Begin Exercise material

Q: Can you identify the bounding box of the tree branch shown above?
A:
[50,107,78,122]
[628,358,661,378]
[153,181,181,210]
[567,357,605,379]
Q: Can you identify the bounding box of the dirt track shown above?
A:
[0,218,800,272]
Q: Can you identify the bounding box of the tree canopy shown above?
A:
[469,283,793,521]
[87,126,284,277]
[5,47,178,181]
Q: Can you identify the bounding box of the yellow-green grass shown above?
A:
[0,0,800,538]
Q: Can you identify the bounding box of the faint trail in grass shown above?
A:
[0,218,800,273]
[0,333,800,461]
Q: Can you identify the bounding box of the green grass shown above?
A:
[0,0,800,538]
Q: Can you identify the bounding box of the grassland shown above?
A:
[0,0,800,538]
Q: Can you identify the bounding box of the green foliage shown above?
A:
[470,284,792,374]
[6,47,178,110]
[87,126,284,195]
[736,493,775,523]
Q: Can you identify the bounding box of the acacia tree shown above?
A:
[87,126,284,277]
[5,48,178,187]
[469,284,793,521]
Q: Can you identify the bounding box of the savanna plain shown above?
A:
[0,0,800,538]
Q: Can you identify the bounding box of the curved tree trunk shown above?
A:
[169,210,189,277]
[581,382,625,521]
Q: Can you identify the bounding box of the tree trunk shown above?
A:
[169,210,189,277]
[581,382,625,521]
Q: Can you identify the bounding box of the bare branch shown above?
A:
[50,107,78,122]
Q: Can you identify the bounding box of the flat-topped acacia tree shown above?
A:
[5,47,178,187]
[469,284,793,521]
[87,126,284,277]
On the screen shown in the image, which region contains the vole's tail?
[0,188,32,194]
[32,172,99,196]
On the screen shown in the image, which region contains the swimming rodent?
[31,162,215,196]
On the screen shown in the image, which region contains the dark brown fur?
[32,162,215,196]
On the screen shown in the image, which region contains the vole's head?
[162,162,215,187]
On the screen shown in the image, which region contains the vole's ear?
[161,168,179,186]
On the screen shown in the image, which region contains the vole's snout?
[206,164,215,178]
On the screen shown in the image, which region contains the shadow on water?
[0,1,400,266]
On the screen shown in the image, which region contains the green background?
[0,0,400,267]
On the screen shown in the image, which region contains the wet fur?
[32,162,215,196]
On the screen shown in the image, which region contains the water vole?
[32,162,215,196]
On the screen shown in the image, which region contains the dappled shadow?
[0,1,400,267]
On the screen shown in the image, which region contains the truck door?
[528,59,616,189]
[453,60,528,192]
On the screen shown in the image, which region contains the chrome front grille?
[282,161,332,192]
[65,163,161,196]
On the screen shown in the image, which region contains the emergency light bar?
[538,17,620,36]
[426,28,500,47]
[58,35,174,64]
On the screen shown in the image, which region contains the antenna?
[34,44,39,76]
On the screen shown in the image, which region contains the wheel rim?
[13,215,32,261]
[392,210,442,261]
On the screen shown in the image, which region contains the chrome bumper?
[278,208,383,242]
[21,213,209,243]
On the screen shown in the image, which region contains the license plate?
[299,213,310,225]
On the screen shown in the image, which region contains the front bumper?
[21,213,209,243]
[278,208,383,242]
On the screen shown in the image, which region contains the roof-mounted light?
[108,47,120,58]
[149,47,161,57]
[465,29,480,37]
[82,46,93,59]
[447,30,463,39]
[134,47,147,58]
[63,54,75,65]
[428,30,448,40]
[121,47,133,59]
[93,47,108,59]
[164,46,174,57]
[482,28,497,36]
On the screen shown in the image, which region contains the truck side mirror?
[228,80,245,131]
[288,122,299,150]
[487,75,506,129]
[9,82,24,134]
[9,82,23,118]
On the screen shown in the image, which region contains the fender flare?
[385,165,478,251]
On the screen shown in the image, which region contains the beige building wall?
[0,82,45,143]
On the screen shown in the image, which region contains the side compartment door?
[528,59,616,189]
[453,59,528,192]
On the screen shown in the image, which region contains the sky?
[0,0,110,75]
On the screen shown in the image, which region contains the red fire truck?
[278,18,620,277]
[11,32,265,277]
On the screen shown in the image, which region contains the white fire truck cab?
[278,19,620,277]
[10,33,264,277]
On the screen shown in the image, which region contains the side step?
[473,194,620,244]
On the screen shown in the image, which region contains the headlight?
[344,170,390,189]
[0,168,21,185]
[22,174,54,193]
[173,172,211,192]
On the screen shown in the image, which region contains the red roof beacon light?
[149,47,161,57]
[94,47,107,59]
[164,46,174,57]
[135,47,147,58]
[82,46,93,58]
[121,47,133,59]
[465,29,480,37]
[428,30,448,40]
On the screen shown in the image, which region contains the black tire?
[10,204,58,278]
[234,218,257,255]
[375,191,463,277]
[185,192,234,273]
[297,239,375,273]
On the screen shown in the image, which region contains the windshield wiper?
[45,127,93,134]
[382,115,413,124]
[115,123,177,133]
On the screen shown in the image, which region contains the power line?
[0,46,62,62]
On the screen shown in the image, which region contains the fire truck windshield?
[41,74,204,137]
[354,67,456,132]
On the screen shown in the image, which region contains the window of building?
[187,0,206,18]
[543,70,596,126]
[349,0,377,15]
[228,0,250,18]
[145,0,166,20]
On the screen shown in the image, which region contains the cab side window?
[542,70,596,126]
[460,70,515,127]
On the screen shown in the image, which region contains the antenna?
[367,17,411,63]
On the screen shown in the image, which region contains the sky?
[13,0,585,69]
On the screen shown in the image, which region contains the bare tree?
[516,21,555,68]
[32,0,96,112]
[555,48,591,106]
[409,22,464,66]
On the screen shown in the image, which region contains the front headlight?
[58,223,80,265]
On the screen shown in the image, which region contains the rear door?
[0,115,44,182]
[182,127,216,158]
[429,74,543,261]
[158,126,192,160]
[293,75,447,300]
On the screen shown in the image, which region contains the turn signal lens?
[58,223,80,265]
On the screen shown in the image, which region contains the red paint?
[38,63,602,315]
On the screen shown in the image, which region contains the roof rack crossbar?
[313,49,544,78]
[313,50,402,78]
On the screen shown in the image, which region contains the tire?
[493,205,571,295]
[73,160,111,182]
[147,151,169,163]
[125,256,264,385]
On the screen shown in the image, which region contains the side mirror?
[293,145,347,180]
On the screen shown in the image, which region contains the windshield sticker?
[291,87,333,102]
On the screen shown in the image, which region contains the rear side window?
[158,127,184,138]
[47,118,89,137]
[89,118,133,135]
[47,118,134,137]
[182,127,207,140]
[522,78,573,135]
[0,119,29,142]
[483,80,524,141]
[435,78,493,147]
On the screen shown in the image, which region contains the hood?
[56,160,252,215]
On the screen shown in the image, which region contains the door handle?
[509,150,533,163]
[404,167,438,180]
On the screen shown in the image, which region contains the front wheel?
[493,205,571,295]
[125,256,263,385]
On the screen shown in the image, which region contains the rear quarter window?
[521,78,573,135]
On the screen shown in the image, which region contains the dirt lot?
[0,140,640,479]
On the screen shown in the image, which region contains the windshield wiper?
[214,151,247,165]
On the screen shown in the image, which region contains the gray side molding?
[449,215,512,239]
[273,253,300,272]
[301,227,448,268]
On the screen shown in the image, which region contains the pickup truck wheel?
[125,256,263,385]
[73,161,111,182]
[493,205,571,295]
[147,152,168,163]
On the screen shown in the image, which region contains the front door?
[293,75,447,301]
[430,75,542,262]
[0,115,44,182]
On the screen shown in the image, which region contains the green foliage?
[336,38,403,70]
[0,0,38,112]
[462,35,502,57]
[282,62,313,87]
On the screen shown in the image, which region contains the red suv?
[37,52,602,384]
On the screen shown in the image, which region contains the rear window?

End Exercise material

Exercise goal ::
Copy the entries from the line that contains "cab side window?" through the line that contains "[521,78,573,135]", keeping each request unchanged and including both end lines. In the answers, scale every bounding-box coordinate by 0.8 and round each result to a whole number, with halves rounded up.

Exercise response ::
On the screen shown in the image, which region contains the cab side window?
[434,56,477,101]
[368,56,412,102]
On the screen shown in the image, which region contains the antenna?
[294,14,329,50]
On the screen shown in the image, which region contains the sky?
[10,0,468,55]
On the screen shown in the image, which region contains the bare tree?
[413,17,444,54]
[26,0,77,90]
[444,38,473,85]
[327,18,371,53]
On the screen shown in the image, which region contains the front headlight?
[46,178,64,212]
On the screen shown in the image, which region contains the rear door?
[0,92,35,146]
[146,102,173,126]
[343,59,434,209]
[126,101,154,128]
[234,60,358,240]
On the screen shown in the image, which region contains the turn signal lens?
[46,178,64,212]
On the screen shown in the image, which region contains the red paint?
[30,50,482,252]
On the screen shown in the image, which region contains the roof rack crossbar?
[250,39,435,62]
[250,40,322,62]
On the screen shown in the image, which region contains the tire?
[394,164,457,236]
[58,128,89,146]
[118,121,135,130]
[100,205,211,308]
On the screen shown in the image, which region contains the side mirror?
[234,116,278,144]
On the screen shown in the image, which region contains the windshield sticker?
[233,70,266,82]
On the screen shown in the image, which region contains the rear side window?
[126,102,147,110]
[38,94,71,110]
[71,94,106,108]
[38,94,107,110]
[146,102,166,112]
[418,62,458,108]
[0,95,23,114]
[386,64,419,113]
[348,62,394,118]
On the screen shown in the image, which region contains the hood?
[45,128,202,172]
On the screen shown in the image, which region contains the door handle?
[407,120,426,130]
[323,134,350,144]
On the screen shown in the image, which region contains the front wheel?
[394,164,457,236]
[100,205,210,308]
On the screen shown in the image, which region contains the rear quarter window?
[417,62,458,108]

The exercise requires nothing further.